▸ STATED GOAL: Which lines in the data below contain the string "aircraft"? Find each one and copy it in full, matching case exactly.
* Start DATA SHOWN *
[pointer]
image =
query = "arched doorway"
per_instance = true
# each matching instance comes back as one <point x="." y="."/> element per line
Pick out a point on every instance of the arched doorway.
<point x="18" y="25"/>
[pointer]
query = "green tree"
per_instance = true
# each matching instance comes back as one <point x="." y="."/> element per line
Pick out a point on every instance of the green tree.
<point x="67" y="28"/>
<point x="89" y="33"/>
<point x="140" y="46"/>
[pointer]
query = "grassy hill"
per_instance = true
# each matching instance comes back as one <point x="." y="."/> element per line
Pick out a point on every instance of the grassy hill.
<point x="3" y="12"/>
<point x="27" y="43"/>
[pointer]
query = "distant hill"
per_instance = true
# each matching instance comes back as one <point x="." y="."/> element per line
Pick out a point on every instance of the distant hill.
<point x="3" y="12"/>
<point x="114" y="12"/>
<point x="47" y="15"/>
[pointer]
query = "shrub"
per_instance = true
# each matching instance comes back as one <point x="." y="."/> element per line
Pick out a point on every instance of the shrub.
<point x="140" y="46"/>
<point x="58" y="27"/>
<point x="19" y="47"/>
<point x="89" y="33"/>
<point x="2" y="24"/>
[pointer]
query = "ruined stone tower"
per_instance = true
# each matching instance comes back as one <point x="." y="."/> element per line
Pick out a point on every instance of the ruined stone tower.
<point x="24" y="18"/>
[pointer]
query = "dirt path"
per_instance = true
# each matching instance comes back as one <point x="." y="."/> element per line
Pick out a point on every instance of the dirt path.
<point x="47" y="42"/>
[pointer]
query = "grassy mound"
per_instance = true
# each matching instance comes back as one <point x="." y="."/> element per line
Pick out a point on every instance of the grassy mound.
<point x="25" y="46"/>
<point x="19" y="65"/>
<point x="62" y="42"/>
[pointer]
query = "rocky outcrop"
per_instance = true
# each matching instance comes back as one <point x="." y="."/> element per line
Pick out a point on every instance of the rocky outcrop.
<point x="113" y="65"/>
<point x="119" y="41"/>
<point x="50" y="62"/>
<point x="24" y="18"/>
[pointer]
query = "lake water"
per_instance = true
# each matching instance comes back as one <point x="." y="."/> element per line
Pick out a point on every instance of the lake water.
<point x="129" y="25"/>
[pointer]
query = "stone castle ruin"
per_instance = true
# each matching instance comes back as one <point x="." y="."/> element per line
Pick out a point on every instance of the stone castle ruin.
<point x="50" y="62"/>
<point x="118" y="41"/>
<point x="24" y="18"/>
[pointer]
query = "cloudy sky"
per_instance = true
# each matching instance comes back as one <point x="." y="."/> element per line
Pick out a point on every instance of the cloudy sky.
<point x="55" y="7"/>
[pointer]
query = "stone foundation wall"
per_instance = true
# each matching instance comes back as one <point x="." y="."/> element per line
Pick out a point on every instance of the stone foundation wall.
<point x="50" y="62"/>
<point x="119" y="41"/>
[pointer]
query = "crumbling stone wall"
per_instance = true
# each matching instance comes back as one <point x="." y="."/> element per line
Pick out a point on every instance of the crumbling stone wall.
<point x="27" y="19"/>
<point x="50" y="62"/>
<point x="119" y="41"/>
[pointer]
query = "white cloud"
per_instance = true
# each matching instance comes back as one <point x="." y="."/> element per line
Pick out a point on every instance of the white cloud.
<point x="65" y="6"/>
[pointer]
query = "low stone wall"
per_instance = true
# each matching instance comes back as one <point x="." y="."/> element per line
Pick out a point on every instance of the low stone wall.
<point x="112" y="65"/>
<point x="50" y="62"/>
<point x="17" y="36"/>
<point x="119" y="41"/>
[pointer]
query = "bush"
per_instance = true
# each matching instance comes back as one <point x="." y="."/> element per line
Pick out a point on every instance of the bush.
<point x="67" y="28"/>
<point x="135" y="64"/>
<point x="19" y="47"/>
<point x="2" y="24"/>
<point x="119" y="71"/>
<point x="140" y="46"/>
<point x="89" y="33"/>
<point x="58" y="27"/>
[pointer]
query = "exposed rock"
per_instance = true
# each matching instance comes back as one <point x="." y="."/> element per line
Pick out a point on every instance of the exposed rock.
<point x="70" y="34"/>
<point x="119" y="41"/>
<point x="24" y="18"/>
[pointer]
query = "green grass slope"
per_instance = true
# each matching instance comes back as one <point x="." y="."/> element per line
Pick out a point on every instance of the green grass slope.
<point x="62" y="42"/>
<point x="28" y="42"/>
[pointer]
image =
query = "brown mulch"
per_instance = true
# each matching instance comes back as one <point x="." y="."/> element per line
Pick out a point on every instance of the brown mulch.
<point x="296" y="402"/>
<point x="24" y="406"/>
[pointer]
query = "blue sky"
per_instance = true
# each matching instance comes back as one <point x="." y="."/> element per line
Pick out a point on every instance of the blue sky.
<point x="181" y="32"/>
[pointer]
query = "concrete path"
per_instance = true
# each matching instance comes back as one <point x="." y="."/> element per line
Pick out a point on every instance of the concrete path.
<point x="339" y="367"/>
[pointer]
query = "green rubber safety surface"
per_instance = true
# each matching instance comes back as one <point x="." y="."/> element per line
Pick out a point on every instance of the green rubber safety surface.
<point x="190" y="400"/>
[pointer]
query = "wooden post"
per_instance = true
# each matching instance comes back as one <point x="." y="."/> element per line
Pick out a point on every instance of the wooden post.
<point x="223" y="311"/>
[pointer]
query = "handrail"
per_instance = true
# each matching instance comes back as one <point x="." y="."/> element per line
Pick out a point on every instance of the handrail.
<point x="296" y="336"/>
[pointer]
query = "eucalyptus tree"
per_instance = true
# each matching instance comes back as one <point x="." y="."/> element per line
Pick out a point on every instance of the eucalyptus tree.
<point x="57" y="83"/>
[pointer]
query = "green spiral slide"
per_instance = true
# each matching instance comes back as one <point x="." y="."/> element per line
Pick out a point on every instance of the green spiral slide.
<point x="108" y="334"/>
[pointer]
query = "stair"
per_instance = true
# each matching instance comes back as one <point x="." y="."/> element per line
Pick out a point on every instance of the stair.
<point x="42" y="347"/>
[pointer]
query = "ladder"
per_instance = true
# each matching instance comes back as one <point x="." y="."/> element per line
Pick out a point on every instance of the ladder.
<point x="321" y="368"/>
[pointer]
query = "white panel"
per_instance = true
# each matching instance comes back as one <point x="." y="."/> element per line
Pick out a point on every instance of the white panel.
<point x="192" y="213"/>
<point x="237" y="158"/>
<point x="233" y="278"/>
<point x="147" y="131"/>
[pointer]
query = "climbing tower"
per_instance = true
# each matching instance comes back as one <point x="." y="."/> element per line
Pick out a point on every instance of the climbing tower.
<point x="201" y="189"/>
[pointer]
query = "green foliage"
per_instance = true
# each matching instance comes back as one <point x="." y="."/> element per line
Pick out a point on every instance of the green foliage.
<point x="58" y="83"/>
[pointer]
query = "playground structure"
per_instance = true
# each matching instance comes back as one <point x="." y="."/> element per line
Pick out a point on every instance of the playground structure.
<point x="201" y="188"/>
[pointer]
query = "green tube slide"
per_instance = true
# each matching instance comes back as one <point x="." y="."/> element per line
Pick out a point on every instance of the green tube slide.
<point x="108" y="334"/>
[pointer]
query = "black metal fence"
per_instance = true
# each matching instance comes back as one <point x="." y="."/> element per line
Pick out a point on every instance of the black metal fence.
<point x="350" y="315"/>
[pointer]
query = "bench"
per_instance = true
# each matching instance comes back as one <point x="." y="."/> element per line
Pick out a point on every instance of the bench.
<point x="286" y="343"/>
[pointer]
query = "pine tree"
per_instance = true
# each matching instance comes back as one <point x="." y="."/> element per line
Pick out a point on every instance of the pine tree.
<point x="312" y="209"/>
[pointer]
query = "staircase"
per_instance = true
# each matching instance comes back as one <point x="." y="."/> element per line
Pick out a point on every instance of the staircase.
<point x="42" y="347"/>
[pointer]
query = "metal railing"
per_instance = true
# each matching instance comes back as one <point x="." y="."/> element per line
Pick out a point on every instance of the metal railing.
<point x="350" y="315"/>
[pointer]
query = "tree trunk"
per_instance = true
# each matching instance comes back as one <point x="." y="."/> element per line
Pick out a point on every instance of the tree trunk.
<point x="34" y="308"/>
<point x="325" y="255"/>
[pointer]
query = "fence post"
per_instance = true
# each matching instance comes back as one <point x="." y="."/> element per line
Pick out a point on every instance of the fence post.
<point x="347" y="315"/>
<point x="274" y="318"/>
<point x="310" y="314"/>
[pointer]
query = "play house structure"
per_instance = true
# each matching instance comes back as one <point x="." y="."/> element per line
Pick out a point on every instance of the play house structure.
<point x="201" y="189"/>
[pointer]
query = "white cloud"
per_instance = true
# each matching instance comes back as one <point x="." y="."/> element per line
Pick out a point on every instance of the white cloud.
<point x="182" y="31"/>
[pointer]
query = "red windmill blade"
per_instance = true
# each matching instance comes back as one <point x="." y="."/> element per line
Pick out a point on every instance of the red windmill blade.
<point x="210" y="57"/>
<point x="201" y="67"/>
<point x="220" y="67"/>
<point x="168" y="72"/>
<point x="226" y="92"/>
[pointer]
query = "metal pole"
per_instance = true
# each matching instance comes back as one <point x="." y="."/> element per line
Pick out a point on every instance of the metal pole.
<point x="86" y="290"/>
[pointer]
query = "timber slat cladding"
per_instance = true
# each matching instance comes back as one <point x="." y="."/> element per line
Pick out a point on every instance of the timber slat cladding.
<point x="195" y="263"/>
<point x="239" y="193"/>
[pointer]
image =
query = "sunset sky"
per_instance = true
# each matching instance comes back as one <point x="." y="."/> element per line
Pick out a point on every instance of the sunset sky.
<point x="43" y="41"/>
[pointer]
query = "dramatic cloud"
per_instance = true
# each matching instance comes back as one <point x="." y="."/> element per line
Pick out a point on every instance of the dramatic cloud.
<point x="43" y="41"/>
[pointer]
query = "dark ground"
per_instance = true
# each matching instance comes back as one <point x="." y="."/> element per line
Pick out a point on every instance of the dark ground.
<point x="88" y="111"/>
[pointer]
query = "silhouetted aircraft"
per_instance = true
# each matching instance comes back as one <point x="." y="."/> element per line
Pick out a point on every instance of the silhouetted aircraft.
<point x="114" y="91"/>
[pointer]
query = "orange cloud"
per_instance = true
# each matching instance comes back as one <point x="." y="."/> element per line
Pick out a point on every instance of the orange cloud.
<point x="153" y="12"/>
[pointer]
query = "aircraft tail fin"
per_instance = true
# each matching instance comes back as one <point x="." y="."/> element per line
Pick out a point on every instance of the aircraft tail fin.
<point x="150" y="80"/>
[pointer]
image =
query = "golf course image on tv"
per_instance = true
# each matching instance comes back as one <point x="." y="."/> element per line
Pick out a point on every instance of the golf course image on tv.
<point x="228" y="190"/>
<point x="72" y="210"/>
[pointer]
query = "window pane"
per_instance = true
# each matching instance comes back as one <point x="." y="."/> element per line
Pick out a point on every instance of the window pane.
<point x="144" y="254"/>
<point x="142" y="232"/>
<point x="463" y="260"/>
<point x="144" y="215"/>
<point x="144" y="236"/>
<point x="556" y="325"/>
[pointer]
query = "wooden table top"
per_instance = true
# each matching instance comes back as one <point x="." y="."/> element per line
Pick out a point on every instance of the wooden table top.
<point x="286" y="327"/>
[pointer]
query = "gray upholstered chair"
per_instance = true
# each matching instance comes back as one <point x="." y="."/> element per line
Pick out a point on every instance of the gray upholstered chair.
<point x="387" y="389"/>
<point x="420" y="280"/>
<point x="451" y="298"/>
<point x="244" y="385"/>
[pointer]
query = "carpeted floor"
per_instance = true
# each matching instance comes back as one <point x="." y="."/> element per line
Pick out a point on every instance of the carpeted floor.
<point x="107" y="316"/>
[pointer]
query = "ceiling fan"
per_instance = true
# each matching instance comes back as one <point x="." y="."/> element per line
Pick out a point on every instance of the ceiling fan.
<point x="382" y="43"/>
* End DATA SHOWN *
▸ THE SOLUTION:
query = "silhouetted aircraft"
Pick out a point on every instance of the silhouetted aircraft.
query = "aircraft tail fin"
Pick out a point on every instance of the aircraft tail fin.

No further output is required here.